Information given |
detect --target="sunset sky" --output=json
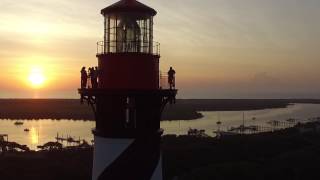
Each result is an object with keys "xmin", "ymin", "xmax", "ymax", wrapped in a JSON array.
[{"xmin": 0, "ymin": 0, "xmax": 320, "ymax": 98}]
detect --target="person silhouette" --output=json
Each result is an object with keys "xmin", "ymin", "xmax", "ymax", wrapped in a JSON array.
[
  {"xmin": 80, "ymin": 67, "xmax": 88, "ymax": 89},
  {"xmin": 168, "ymin": 67, "xmax": 176, "ymax": 89}
]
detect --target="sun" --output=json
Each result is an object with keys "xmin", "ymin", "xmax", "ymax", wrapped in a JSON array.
[{"xmin": 28, "ymin": 67, "xmax": 45, "ymax": 88}]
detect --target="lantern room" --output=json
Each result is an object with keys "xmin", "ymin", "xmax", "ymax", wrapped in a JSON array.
[{"xmin": 98, "ymin": 0, "xmax": 158, "ymax": 54}]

Goal |
Repeat all of the records above word for word, leaving out the pictures.

Expected answer |
detect --target="sunset sky" --output=json
Each result is an object with keys "xmin", "ymin", "xmax", "ymax", wrapped in a JSON array.
[{"xmin": 0, "ymin": 0, "xmax": 320, "ymax": 98}]
detect --target="person silhouette" --output=json
Each result is an object with keys "xmin", "ymin", "xmax", "ymax", wrapped in a JSON array.
[
  {"xmin": 80, "ymin": 67, "xmax": 88, "ymax": 89},
  {"xmin": 168, "ymin": 67, "xmax": 176, "ymax": 89}
]
detect --target="sun" --output=json
Each result is an object with keys "xmin", "ymin", "xmax", "ymax", wrapped in a JSON array.
[{"xmin": 28, "ymin": 67, "xmax": 45, "ymax": 88}]
detect --target="lantern room" --output=json
Each result is an object with keys "xmin", "ymin", "xmax", "ymax", wrapped in a JSON array.
[{"xmin": 98, "ymin": 0, "xmax": 158, "ymax": 54}]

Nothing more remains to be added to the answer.